Work instruction: Reproduce every row below character for character, leaving out the pictures.

■ ■ ■ ■ ■ ■ ■

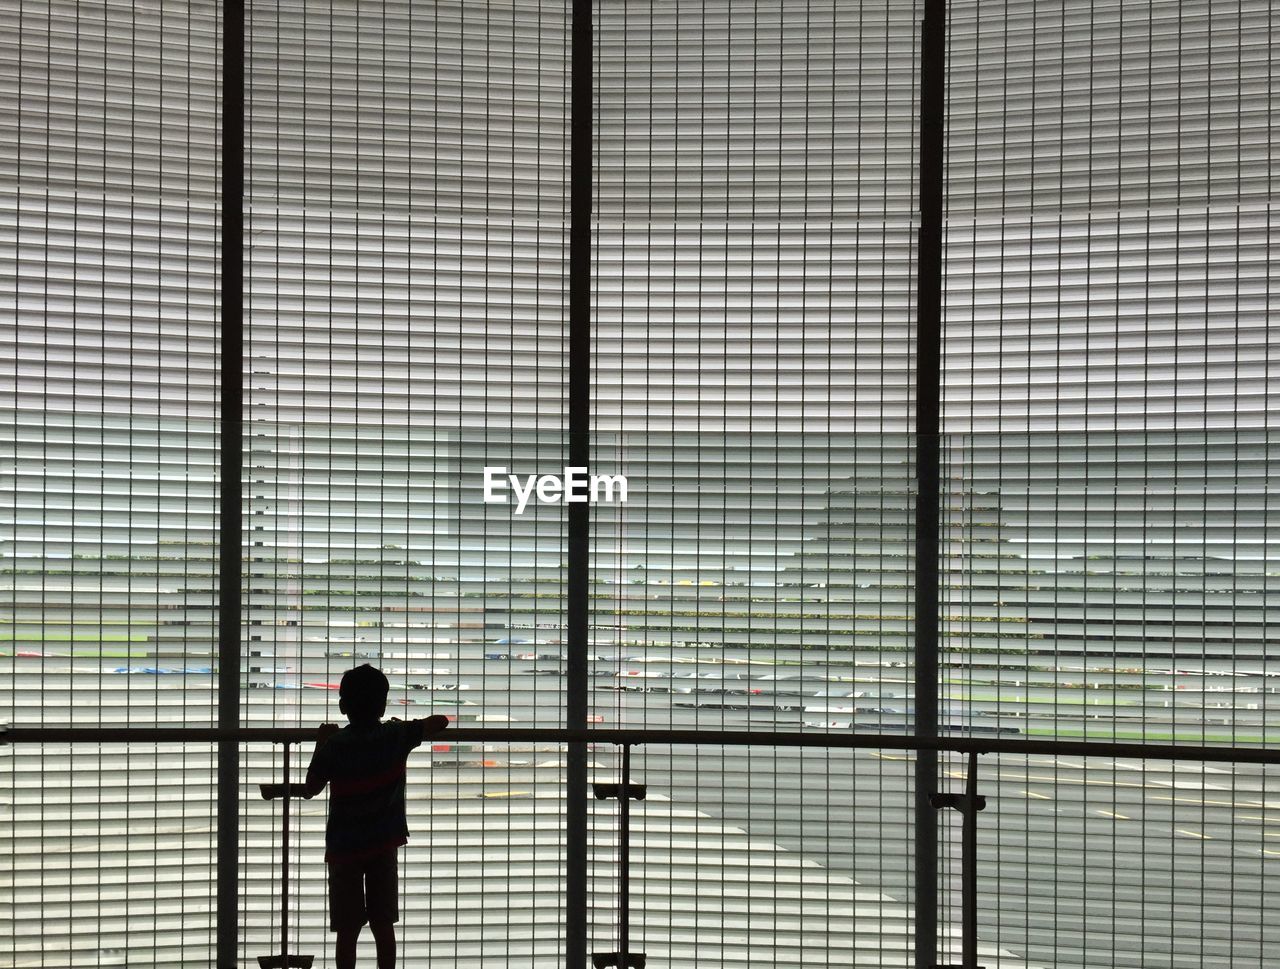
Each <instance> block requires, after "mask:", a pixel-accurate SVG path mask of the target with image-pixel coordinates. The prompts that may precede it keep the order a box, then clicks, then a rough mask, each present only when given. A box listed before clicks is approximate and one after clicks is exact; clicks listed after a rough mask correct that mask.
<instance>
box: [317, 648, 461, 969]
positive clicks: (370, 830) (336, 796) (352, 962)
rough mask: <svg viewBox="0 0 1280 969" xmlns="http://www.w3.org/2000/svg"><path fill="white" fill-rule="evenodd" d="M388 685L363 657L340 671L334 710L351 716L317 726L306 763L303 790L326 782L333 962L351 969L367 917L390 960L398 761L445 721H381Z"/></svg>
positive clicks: (395, 885)
mask: <svg viewBox="0 0 1280 969" xmlns="http://www.w3.org/2000/svg"><path fill="white" fill-rule="evenodd" d="M387 691H388V682H387V677H385V676H383V673H381V671H380V669H375V668H374V667H371V666H369V663H365V664H364V666H358V667H356V668H355V669H348V671H347V672H346V673H343V676H342V684H340V685H339V687H338V709H339V710H342V712H343V713H346V714H347V719H349V721H351V723H349V725H348V726H346V727H342V728H339V727H338V725H337V723H321V725H320V737H319V740H317V741H316V750H315V754H312V757H311V765H310V767H308V768H307V790H308V795H316V794H319V792H320V791H321V790H323V789H324V786H325V785H326V783H328V785H329V823H328V826H326V827H325V853H324V860H325V861H326V863H328V864H329V931H330V932H337V933H338V940H337V954H335V959H334V961H335V964H337V966H338V969H355V965H356V941H357V940H358V938H360V929H361V928H362V927H364V924H365V923H366V922H367V923H369V928H370V929H371V931H372V933H374V942H375V943H376V945H378V969H394V966H396V923H397V922H399V906H398V901H399V886H398V885H397V877H396V854H397V850H398V849H399V846H401V845H403V844H406V842H407V841H408V824H407V823H406V822H404V760H406V758H407V757H408V751H410V750H412V749H413V748H416V746H417V745H419V744H421V742H422V739H424V737H426V736H430V735H431V733H438V732H439V731H442V730H444V728H445V727H447V726H448V723H449V721H448V718H445V717H440V716H434V717H428V718H426V719H413V721H399V719H396V718H392V719H389V721H387V722H385V723H383V722H380V721H381V716H383V713H385V710H387Z"/></svg>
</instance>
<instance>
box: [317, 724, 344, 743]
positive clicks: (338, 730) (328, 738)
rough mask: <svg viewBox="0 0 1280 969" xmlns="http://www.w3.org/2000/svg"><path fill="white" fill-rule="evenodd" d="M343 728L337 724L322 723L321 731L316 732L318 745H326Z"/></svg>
mask: <svg viewBox="0 0 1280 969" xmlns="http://www.w3.org/2000/svg"><path fill="white" fill-rule="evenodd" d="M339 730H342V727H339V726H338V725H337V723H321V725H320V730H319V731H316V744H324V742H325V741H326V740H328V739H329V737H332V736H333V735H334V733H337V732H338V731H339Z"/></svg>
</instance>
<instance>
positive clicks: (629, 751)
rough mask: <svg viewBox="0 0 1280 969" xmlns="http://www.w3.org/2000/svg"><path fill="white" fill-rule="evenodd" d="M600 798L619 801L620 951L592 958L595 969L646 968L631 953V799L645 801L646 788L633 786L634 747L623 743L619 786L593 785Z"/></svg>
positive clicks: (605, 784)
mask: <svg viewBox="0 0 1280 969" xmlns="http://www.w3.org/2000/svg"><path fill="white" fill-rule="evenodd" d="M591 789H593V790H594V792H595V796H596V797H598V799H604V797H617V799H618V949H617V951H616V952H598V954H595V955H593V956H591V965H594V966H595V969H605V966H611V965H616V966H620V969H644V966H645V955H644V952H632V951H631V799H632V797H635V799H636V800H640V801H643V800H644V797H645V790H646V789H645V786H644V785H643V783H631V745H630V744H627V742H623V744H622V777H621V782H620V783H594V785H591Z"/></svg>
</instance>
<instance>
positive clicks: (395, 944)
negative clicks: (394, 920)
mask: <svg viewBox="0 0 1280 969" xmlns="http://www.w3.org/2000/svg"><path fill="white" fill-rule="evenodd" d="M369 931H370V932H372V933H374V942H375V943H376V945H378V969H396V923H394V922H370V923H369ZM338 969H342V966H338Z"/></svg>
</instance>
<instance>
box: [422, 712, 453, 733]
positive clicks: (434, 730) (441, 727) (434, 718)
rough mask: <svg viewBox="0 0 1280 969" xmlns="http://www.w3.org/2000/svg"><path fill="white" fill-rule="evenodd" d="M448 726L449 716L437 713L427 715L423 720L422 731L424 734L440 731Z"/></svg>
mask: <svg viewBox="0 0 1280 969" xmlns="http://www.w3.org/2000/svg"><path fill="white" fill-rule="evenodd" d="M448 726H449V718H448V717H445V716H443V714H439V713H435V714H433V716H430V717H426V718H425V719H424V721H422V733H424V735H430V733H439V732H440V731H442V730H444V728H445V727H448Z"/></svg>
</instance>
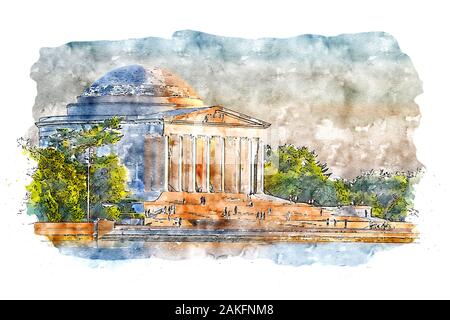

■ ■ ■ ■ ■ ■ ■

Exercise result:
Each <instance> block requires, after "mask:", a pixel-accurate SVG path mask of the target with image-pixel coordinates. The prompts that may precede it keep the order a box, then clicks, then a rough mask, each present only when given. A box listed before clicks is approximate and one after clicks is exact; clicks listed after a rough mask correct that mask.
<instance>
box: [317, 648, 461, 969]
positive clicks: (370, 830) (336, 796) (352, 962)
rough mask: <svg viewBox="0 0 1280 969" xmlns="http://www.w3.org/2000/svg"><path fill="white" fill-rule="evenodd" d="M388 685L363 657L340 671L334 710L351 716L317 726L306 763L303 790L326 782L333 962L351 969L367 917L390 960L398 761L445 721H381Z"/></svg>
positive clicks: (395, 885)
mask: <svg viewBox="0 0 1280 969" xmlns="http://www.w3.org/2000/svg"><path fill="white" fill-rule="evenodd" d="M387 691H388V682H387V677H385V676H383V673H381V671H380V669H375V668H374V667H371V666H369V663H365V664H364V666H358V667H356V668H355V669H348V671H347V672H346V673H343V676H342V684H340V685H339V687H338V709H339V710H342V712H343V713H346V714H347V719H349V721H351V723H349V725H348V726H346V727H342V728H339V727H338V725H337V723H321V725H320V737H319V740H317V741H316V750H315V754H312V757H311V765H310V767H308V768H307V790H308V795H316V794H319V792H320V791H321V790H323V789H324V786H325V785H326V783H328V785H329V823H328V826H326V827H325V853H324V860H325V861H326V863H328V864H329V931H330V932H337V933H338V940H337V954H335V959H334V961H335V964H337V966H338V969H355V965H356V941H357V940H358V938H360V929H361V928H362V927H364V924H365V923H366V922H367V923H369V928H370V929H371V931H372V933H374V942H375V943H376V945H378V969H394V966H396V923H397V922H399V906H398V901H399V886H398V885H397V877H396V854H397V850H398V849H399V846H401V845H403V844H406V842H407V841H408V824H407V823H406V822H404V760H406V758H407V757H408V751H410V750H412V749H413V748H416V746H417V745H419V744H421V742H422V739H424V737H426V736H430V735H431V733H438V732H439V731H442V730H444V728H445V727H447V726H448V723H449V721H448V718H445V717H440V716H434V717H428V718H426V719H413V721H399V719H396V718H392V719H389V721H387V722H385V723H383V722H380V721H381V716H383V713H385V710H387Z"/></svg>
</instance>
<instance>
box: [317, 724, 344, 743]
positive clicks: (338, 730) (328, 738)
rough mask: <svg viewBox="0 0 1280 969" xmlns="http://www.w3.org/2000/svg"><path fill="white" fill-rule="evenodd" d="M343 728L337 724L322 723L321 731L316 732L318 745H326Z"/></svg>
mask: <svg viewBox="0 0 1280 969" xmlns="http://www.w3.org/2000/svg"><path fill="white" fill-rule="evenodd" d="M339 730H342V727H339V726H338V725H337V723H321V725H320V730H319V731H316V744H324V742H325V741H326V740H328V739H329V737H332V736H333V735H334V733H337V732H338V731H339Z"/></svg>
</instance>
<instance>
positive clicks: (629, 751)
rough mask: <svg viewBox="0 0 1280 969" xmlns="http://www.w3.org/2000/svg"><path fill="white" fill-rule="evenodd" d="M600 798L619 801L620 951L592 958L595 969L646 968L631 953V799L645 801L646 788L633 786L634 747L623 743L619 786L593 785Z"/></svg>
positive clicks: (605, 784)
mask: <svg viewBox="0 0 1280 969" xmlns="http://www.w3.org/2000/svg"><path fill="white" fill-rule="evenodd" d="M591 789H593V790H594V792H595V796H596V797H598V799H604V797H617V799H618V949H617V951H616V952H598V954H595V955H593V956H591V965H594V966H595V969H605V966H611V965H616V966H620V969H644V966H645V955H644V952H632V951H631V799H632V797H635V799H636V800H640V801H643V800H644V797H645V790H646V789H645V786H644V785H643V783H631V745H630V744H627V742H623V744H622V777H621V782H620V783H594V785H591Z"/></svg>
</instance>
<instance>
positive clicks: (395, 944)
negative clicks: (394, 920)
mask: <svg viewBox="0 0 1280 969" xmlns="http://www.w3.org/2000/svg"><path fill="white" fill-rule="evenodd" d="M369 931H370V932H372V933H374V942H375V943H376V945H378V969H396V923H394V922H370V923H369ZM338 969H342V966H338Z"/></svg>
</instance>
<instance>
box: [422, 712, 453, 733]
positive clicks: (434, 730) (441, 727) (434, 718)
rough mask: <svg viewBox="0 0 1280 969" xmlns="http://www.w3.org/2000/svg"><path fill="white" fill-rule="evenodd" d="M448 726L449 716L437 713L427 715L423 720L422 731L424 734L440 731Z"/></svg>
mask: <svg viewBox="0 0 1280 969" xmlns="http://www.w3.org/2000/svg"><path fill="white" fill-rule="evenodd" d="M448 726H449V718H448V717H445V716H443V714H439V713H435V714H433V716H430V717H426V718H425V719H424V721H422V733H424V735H430V733H439V732H440V731H442V730H444V728H445V727H448Z"/></svg>
</instance>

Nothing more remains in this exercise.